Aangeleverde gegevens.
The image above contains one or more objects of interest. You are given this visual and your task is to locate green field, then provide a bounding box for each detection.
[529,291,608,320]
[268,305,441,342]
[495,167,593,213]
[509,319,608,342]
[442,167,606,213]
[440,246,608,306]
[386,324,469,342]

Opdrachtomschrijving.
Geef alle bovenstaande records weer als Markdown-tabel met de kolommen Nr. en Tekst, waarbij Nr. het volgnummer van de regel bevat en Tekst de regel zelf. Lege regels laat je weg.

Antwoord.
| Nr. | Tekst |
|---|---|
| 1 | The image above contains one or more objects of interest. You are given this visual and your task is to locate green field, then provide a bounding box for each detection. |
| 2 | [529,291,608,320] |
| 3 | [268,305,441,342] |
| 4 | [495,167,593,213] |
| 5 | [509,319,608,342] |
| 6 | [442,167,606,213] |
| 7 | [440,246,608,306] |
| 8 | [386,324,469,342] |